▸ **Problem to solve**: Give, as a numbered list with blank lines left out, the lines of the listing from the one containing "Q: For every instance of the asphalt" through the end of the listing, both ends included. Leave the pictures out of your answer.

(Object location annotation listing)
-- BEGIN --

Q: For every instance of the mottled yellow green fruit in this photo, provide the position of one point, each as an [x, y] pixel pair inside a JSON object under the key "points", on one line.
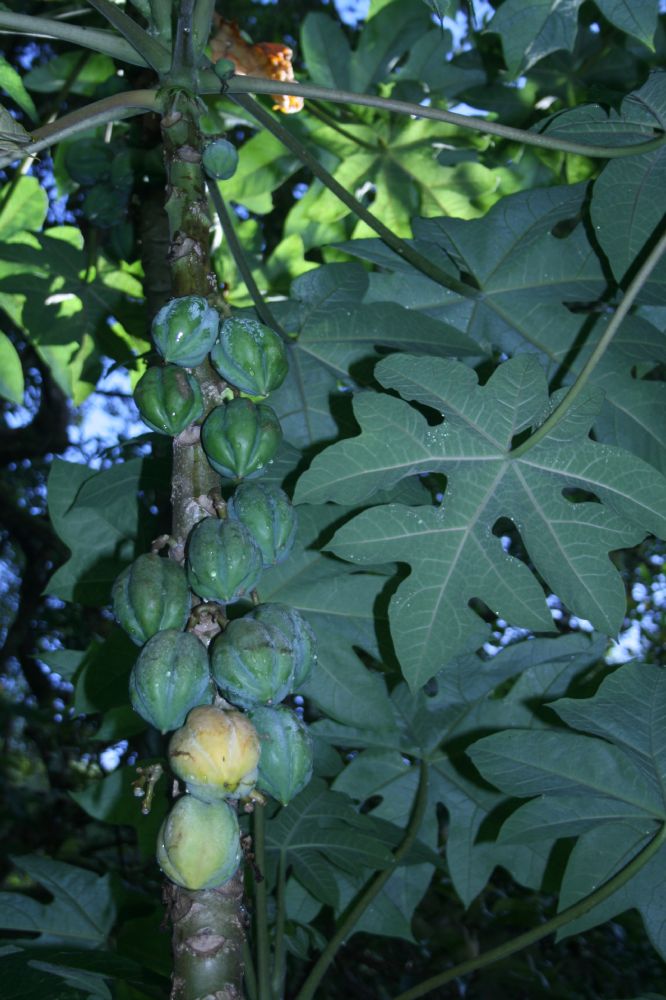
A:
{"points": [[198, 845], [216, 753]]}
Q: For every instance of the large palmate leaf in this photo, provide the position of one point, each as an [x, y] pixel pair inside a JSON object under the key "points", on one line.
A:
{"points": [[437, 729], [531, 31], [340, 605], [534, 30], [338, 340], [401, 162], [82, 911], [629, 198], [387, 35], [455, 556], [68, 312], [615, 803], [102, 519], [319, 829], [527, 275]]}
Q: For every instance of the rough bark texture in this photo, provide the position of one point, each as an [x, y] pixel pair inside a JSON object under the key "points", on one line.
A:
{"points": [[208, 925]]}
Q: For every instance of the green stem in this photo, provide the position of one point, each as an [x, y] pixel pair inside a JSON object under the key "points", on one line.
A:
{"points": [[208, 925], [536, 934], [110, 109], [254, 85], [399, 246], [356, 911], [106, 42], [281, 914], [182, 60], [574, 392], [249, 975], [264, 311], [261, 903]]}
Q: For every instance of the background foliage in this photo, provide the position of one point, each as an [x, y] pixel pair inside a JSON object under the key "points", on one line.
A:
{"points": [[456, 572]]}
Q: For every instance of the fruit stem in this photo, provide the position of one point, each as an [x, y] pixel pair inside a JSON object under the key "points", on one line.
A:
{"points": [[208, 925], [261, 904]]}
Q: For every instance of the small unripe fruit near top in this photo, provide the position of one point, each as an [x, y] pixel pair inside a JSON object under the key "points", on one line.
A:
{"points": [[198, 845], [170, 677], [220, 159], [168, 398], [185, 329], [149, 596], [216, 753], [250, 356]]}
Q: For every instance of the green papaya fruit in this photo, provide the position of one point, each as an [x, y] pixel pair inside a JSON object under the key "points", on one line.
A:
{"points": [[169, 399], [223, 560], [285, 764], [198, 846], [220, 159], [216, 753], [149, 596], [185, 329], [241, 438], [252, 663], [170, 677], [298, 632], [269, 516], [250, 356]]}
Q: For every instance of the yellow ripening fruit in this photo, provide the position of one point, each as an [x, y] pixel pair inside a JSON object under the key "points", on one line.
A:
{"points": [[216, 753], [198, 845]]}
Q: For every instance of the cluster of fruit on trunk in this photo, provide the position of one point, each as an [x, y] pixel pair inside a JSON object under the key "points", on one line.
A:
{"points": [[260, 658]]}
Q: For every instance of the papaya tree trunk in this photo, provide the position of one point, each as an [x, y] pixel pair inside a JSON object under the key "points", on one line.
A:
{"points": [[208, 925]]}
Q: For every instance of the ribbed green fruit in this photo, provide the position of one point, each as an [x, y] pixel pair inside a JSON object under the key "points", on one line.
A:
{"points": [[198, 845], [88, 161], [170, 678], [285, 764], [216, 753], [250, 356], [298, 632], [268, 514], [149, 596], [223, 560], [168, 398], [241, 438], [185, 329], [220, 159], [252, 663]]}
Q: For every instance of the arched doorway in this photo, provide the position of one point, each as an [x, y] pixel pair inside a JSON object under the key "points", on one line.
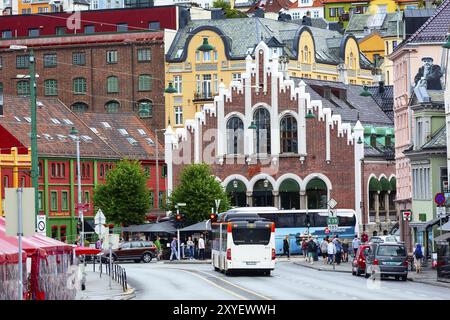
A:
{"points": [[262, 193], [236, 190], [316, 194], [289, 194]]}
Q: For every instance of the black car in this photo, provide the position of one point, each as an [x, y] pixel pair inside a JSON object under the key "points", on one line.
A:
{"points": [[387, 259]]}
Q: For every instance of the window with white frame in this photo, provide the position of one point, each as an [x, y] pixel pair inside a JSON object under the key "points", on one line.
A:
{"points": [[178, 115], [421, 182], [177, 83]]}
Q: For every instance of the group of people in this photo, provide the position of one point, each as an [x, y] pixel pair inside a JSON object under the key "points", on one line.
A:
{"points": [[188, 249], [333, 250]]}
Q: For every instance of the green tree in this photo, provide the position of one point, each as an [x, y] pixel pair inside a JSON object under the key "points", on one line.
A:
{"points": [[198, 189], [229, 13], [124, 198]]}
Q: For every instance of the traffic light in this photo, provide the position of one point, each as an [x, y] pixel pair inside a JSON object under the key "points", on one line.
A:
{"points": [[307, 220], [179, 221]]}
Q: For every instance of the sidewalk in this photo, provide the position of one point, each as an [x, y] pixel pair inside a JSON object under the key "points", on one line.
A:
{"points": [[428, 275], [98, 288]]}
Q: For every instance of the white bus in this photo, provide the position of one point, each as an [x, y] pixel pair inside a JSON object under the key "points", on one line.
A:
{"points": [[243, 241]]}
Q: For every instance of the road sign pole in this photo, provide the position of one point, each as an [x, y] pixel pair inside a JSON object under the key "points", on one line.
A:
{"points": [[19, 234]]}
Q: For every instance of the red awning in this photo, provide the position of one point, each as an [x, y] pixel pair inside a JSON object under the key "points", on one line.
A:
{"points": [[9, 254], [36, 244], [86, 250]]}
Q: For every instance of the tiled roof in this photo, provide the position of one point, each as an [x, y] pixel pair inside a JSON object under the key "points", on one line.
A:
{"points": [[369, 112], [388, 28], [384, 99], [241, 36], [316, 3], [435, 29], [124, 126], [342, 1], [49, 143], [270, 5], [438, 140]]}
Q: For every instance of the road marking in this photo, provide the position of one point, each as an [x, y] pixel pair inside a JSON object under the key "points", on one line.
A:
{"points": [[235, 285], [215, 285]]}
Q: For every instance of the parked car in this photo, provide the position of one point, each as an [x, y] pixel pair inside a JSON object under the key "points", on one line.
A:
{"points": [[387, 259], [359, 261], [387, 238], [133, 250]]}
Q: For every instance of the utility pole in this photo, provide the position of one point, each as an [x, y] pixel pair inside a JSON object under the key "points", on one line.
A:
{"points": [[34, 153]]}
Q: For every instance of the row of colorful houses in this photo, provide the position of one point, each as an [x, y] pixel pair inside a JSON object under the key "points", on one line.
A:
{"points": [[105, 139]]}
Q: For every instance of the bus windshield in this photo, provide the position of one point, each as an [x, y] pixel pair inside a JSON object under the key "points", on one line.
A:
{"points": [[251, 236]]}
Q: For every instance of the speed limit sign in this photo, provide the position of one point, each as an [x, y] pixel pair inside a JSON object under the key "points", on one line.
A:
{"points": [[41, 224]]}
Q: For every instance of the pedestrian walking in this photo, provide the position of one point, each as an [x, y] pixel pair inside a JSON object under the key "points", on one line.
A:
{"points": [[355, 244], [201, 248], [323, 249], [364, 237], [286, 247], [173, 249], [338, 245], [190, 246], [157, 243], [345, 251], [418, 255], [331, 251], [305, 249], [312, 248]]}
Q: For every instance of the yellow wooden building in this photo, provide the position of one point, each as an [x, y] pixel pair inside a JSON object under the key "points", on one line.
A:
{"points": [[13, 165], [303, 51]]}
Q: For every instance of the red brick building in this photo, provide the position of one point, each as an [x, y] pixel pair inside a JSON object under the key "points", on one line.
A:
{"points": [[105, 139], [266, 148], [116, 72]]}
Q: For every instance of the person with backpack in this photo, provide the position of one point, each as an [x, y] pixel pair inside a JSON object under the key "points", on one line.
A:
{"points": [[418, 255], [305, 249], [312, 248], [338, 246], [286, 247]]}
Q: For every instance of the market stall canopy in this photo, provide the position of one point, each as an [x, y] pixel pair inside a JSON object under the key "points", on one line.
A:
{"points": [[86, 250], [199, 226], [9, 254], [162, 227], [39, 244]]}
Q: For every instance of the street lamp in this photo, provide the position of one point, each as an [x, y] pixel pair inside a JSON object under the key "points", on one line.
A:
{"points": [[74, 133], [157, 164], [34, 154]]}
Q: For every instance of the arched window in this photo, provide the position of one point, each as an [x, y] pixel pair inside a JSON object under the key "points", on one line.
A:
{"points": [[145, 108], [23, 88], [112, 106], [288, 134], [235, 136], [145, 82], [79, 86], [262, 122], [112, 84], [350, 61], [51, 87]]}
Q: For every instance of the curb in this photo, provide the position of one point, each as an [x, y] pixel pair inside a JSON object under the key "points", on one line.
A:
{"points": [[320, 269], [431, 283], [187, 262]]}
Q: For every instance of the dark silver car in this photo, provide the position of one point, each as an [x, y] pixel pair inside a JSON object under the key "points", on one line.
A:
{"points": [[387, 259]]}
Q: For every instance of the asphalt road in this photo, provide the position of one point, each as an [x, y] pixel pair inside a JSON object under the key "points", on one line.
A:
{"points": [[158, 281]]}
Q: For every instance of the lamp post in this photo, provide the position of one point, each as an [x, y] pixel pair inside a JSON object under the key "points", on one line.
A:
{"points": [[74, 132], [34, 154]]}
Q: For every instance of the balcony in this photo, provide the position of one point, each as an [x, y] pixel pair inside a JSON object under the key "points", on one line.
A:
{"points": [[202, 97]]}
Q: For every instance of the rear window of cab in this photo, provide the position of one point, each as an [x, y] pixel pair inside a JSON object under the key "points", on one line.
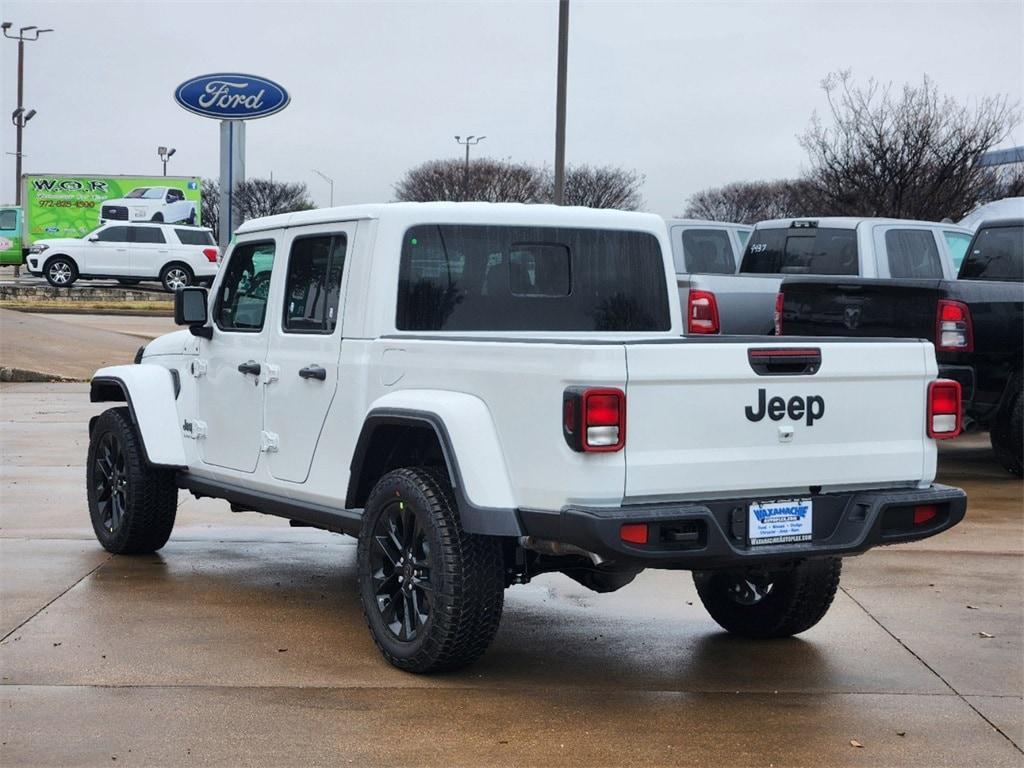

-- END --

▸ **Result of the exercise**:
1. Q: For every instance of the asphalt road in this photo, provide the position of one point, each as an [x, y] pixel pair inside a JSON object under the key "points", on one line.
2. A:
3. {"points": [[158, 281]]}
4. Q: For every instance of the lamp post in this photo, provide the position of one point, each as an [x, y] pixel pair inside a JSON object under the key "points", on one line.
5. A:
6. {"points": [[74, 132], [34, 154]]}
7. Q: For every instance of the balcony in this photo, provide the position of one point, each as an [x, y] pixel pair inside a JSON object under the key "points", on one line.
8. A:
9. {"points": [[202, 97]]}
10. Q: For every instance of the rear window of cab in this photo, provide the position of one point, each as an [x, y] pixel pair inside a JSON object under the key "points", on one line.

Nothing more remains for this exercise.